[EXERCISE]: Start at the line containing "Tag every instance of the sweater" and transcribe every line exactly through the end of the records below, and only those lines.

[STORED ROWS]:

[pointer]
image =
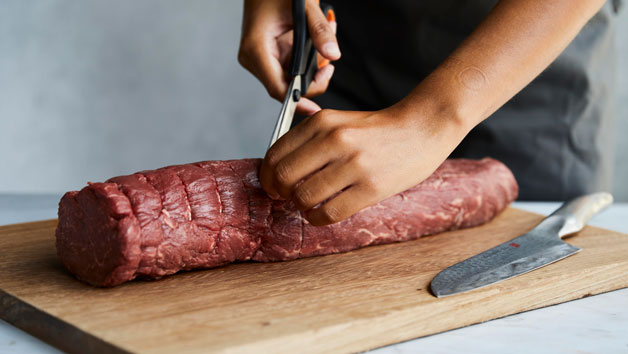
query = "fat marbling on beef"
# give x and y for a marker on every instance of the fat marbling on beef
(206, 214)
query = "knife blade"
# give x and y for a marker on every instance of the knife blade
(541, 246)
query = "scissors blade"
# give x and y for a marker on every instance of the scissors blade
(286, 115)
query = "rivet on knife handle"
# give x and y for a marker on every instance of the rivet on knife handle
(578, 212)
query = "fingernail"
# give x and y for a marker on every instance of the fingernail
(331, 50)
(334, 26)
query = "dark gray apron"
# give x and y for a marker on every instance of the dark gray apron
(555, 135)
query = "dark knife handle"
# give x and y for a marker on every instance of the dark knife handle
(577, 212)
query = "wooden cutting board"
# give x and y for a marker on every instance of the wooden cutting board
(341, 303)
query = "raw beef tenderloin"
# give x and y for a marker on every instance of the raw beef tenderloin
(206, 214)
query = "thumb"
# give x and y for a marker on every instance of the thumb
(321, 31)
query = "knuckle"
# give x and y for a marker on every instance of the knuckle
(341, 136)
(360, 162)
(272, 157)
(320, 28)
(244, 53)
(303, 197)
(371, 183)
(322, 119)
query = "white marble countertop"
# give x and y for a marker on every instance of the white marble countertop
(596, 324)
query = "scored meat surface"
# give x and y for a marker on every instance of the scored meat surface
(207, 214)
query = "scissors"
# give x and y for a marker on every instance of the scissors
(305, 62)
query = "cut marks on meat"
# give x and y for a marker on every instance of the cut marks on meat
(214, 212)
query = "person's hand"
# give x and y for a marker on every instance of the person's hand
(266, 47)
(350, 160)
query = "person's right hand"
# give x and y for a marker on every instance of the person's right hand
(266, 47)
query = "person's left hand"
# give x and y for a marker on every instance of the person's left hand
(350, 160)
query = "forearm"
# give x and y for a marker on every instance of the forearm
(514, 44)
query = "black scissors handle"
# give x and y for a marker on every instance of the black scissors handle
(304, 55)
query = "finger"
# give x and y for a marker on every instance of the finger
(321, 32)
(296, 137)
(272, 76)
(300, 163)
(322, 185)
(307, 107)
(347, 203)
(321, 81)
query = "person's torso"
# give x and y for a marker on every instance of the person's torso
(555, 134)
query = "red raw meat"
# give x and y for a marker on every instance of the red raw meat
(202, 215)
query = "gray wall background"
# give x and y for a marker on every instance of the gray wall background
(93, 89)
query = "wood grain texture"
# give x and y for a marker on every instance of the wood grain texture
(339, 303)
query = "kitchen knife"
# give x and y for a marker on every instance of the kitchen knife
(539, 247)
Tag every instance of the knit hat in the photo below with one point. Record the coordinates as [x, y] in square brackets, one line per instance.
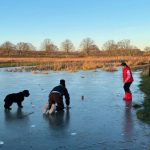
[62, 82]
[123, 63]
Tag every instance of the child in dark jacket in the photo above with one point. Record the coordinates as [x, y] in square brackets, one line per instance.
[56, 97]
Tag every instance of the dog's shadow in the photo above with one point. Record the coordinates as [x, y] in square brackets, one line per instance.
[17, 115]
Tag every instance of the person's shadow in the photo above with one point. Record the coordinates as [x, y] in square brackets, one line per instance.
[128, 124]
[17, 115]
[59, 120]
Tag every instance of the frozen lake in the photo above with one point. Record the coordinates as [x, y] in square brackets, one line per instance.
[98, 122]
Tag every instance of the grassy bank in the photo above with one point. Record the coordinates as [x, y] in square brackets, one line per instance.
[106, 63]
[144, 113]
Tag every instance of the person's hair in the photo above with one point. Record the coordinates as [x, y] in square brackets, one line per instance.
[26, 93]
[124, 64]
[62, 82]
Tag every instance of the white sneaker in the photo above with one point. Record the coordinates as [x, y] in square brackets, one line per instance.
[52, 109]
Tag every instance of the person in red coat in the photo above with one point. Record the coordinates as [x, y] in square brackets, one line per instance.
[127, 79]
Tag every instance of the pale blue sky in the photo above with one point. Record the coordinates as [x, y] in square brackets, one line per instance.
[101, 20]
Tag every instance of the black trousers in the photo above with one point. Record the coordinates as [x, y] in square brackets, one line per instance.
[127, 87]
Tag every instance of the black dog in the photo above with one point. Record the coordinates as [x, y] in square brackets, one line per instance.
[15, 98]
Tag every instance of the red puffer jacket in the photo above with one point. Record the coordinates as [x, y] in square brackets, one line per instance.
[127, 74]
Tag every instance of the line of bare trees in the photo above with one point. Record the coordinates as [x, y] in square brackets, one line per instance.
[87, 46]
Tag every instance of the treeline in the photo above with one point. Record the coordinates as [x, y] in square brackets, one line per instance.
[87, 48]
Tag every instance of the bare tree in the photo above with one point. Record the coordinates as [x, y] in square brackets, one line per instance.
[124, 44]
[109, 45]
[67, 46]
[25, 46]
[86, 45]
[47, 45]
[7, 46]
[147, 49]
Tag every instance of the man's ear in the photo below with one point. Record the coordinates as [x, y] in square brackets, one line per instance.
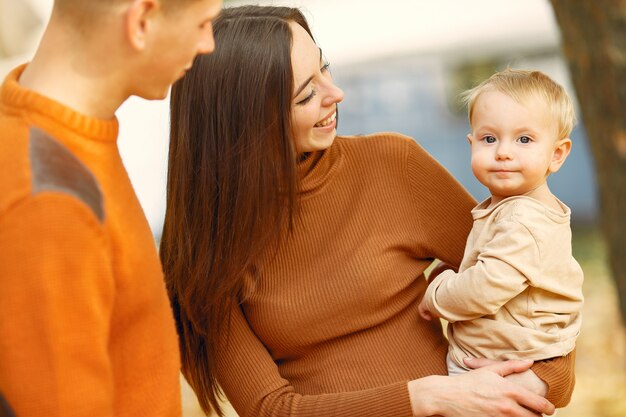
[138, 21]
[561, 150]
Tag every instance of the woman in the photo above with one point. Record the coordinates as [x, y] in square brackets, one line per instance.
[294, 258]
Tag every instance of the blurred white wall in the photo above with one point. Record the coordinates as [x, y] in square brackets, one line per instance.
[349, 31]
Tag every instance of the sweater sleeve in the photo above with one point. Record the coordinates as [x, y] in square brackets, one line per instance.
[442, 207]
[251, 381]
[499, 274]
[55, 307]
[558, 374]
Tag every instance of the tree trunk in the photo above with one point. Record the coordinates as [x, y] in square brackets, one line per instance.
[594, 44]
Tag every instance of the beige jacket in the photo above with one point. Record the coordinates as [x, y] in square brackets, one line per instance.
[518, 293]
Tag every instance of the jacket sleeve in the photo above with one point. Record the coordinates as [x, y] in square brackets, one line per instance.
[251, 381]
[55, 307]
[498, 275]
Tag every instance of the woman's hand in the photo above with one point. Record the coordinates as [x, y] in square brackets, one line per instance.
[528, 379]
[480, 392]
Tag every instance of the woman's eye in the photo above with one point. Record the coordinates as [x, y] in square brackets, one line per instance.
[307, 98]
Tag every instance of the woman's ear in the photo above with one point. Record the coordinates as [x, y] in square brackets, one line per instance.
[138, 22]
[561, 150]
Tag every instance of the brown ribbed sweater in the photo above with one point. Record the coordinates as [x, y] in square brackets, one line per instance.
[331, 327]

[RESULT OF THIS TASK]:
Tag every instance of the sweater sleeve in the photo above with one point. Record the coordinates as [x, y] in square brackets, one line per instance.
[442, 207]
[251, 381]
[499, 274]
[55, 307]
[558, 374]
Tag every instance of the tree trunk in the photo above with one point. Record the coordinates as [x, y] in square brackets, one line per instance.
[594, 44]
Tag every instance of the beige jacket in the photo above with one point. Record the coordinates as [x, y] in square brackets, one line per instance.
[518, 293]
Tag every instance of the jacket sleeve in the photo above with one point. Record the coordinates as [x, y] in square brackets, one line per instance.
[251, 381]
[55, 307]
[498, 275]
Tag every instance of the woman's hand in the photo above with one point. Record the coordinates as [x, y] in square brackets, one line per instance.
[528, 379]
[480, 392]
Tag every instance of the woman's eye in the photo above with one point. Record the coordinates as [x, y] in square brackets, one line per instance.
[307, 98]
Tag every instance of the woman's ear in the photo above with one point. Record the coordinates as [x, y] in square brackets, one line per instance.
[138, 22]
[561, 150]
Tag every instance of the brown ribbed sweater in the photo above with one point. Record the coordinates as [x, y] in square brackets, one line per instance.
[331, 327]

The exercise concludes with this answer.